Reading passage:
Financial markets in China had one of their worst runs in 2022 due to the uncertainty from regulatory scrutiny, the real estate crisis and the zero-Covid rules. However, the recent turnaround in Beijing’s policies has brought China equity back in focus, and SYZ Group believes there are several reasons to remain optimistic about Chinese stocks.
“We turned positive on Chinese equities following the Communist Party Congress in late October. At the time, we believed that the market had interpreted the implications of this historic congress far too pessimistically. Since then, other positive developments have fueled our positive investment outlook on Chinese stocks,” writes Christopher Kirsch, Investment Advisor, SYZ Group.
The Swiss banking group and investment manager lists 12 key reasons why investors should consider China equity. Back in November, President Xi Jinping’s government decided to take a U-turn on its zero-Covid policy and set China on a path of reopening. SYZ believes this will lead to a gradual return to normal for Chinese economic activity.
During the lockdowns in China and due to the crisis in the real estate sector, households have accumulated considerable savings. This could stimulate spending and improve employment and growth.

Records supplied:
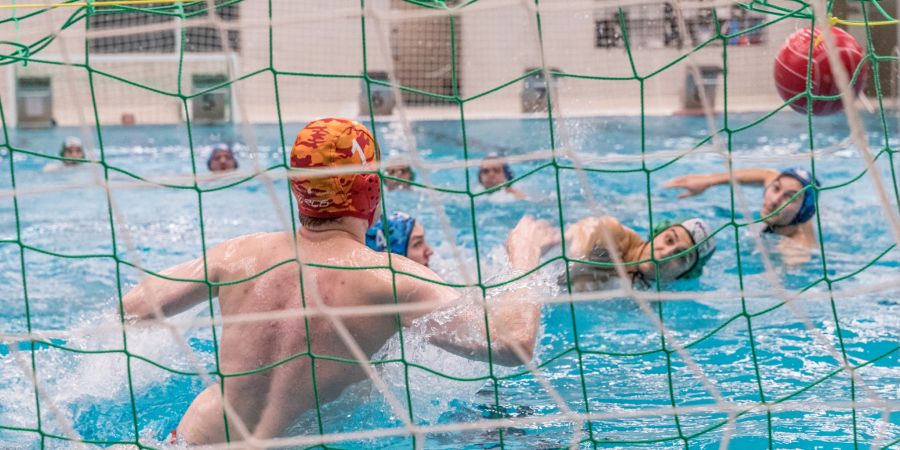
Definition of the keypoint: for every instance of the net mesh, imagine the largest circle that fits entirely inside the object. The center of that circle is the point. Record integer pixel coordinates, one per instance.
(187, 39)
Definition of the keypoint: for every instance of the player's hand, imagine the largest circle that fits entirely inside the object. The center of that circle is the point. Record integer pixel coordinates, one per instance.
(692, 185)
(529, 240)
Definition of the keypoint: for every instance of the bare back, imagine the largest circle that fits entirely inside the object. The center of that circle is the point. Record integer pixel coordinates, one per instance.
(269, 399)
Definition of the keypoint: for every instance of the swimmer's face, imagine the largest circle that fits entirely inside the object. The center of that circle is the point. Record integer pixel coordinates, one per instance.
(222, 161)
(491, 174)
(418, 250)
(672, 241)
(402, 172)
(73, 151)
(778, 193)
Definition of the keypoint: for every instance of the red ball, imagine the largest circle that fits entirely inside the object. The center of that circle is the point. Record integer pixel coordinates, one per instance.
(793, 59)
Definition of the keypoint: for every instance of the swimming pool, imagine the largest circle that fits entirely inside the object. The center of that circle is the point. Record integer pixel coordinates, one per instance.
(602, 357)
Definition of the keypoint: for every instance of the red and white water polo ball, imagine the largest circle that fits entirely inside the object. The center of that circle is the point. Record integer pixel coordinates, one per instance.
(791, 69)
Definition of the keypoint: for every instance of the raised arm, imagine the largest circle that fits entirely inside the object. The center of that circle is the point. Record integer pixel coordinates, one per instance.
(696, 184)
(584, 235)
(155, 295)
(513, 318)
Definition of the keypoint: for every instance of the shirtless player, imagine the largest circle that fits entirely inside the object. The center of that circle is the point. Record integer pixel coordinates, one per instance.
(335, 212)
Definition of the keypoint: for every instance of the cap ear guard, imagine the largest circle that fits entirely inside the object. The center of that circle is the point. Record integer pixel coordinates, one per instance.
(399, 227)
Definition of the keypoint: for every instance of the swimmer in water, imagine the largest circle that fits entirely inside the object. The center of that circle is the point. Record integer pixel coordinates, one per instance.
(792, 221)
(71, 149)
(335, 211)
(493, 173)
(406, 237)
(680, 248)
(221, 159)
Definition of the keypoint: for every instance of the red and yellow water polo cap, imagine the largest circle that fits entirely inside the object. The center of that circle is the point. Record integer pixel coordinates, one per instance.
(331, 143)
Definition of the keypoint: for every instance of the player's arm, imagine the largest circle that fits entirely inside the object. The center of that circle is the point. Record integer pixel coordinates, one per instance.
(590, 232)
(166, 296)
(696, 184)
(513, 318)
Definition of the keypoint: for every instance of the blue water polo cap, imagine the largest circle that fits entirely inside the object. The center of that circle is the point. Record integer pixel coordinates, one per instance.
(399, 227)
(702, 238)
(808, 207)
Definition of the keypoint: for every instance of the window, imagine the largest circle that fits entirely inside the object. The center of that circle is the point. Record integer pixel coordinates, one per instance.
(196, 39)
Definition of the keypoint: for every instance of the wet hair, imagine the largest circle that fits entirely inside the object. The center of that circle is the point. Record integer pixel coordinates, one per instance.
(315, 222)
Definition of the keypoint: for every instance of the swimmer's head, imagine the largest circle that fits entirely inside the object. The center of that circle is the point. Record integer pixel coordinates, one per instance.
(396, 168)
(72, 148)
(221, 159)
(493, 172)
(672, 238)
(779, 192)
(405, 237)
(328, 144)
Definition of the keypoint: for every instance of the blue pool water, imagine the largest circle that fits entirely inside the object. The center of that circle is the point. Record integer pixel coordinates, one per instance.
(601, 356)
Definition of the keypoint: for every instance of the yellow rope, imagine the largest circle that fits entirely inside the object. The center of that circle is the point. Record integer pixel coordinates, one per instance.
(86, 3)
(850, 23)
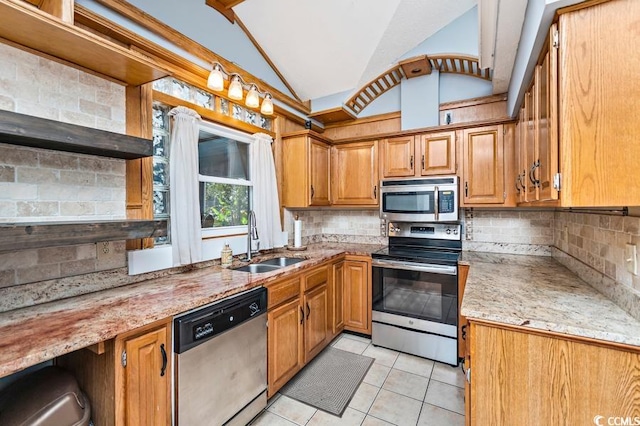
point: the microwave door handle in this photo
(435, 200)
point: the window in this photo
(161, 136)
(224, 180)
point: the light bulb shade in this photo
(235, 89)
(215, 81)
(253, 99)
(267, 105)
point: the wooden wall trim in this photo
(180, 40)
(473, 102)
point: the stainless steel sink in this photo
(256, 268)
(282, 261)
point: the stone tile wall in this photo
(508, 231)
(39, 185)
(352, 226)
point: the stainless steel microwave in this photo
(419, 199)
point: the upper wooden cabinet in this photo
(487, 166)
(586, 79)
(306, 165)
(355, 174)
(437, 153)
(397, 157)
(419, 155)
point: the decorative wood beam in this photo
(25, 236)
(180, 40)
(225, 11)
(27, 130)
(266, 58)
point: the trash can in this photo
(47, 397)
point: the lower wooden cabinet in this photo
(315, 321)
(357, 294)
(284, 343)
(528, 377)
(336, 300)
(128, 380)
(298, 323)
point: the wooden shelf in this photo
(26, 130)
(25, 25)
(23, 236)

Aim of the task: Continue the article on SYZ Group's optimism about Chinese stocks, picking up right after its final sentence about household savings.

Solved exercise:
The strong rebound is likely to help China reach a 6% GDP growth in 2023. Meanwhile, the low inflation figure compared to Europe and the US has allowed the People’s Bank of China to have much more flexibility.
“The Chinese government has recently adopted more accommodating fiscal and monetary policies to support the economic recovery through household consumption and small business activity,” as per Charles-Henry Monchau, Chief Investment Officer, SYZ Group, explaining that China is one of the few economies with a restrictive monetary policy.
Additionally, making a case for China equity, SYZ Group says the real estate market is improving, regulatory scrutiny has reduced, and the delisting of American Depository Shares seems to be on hold for now, among other things.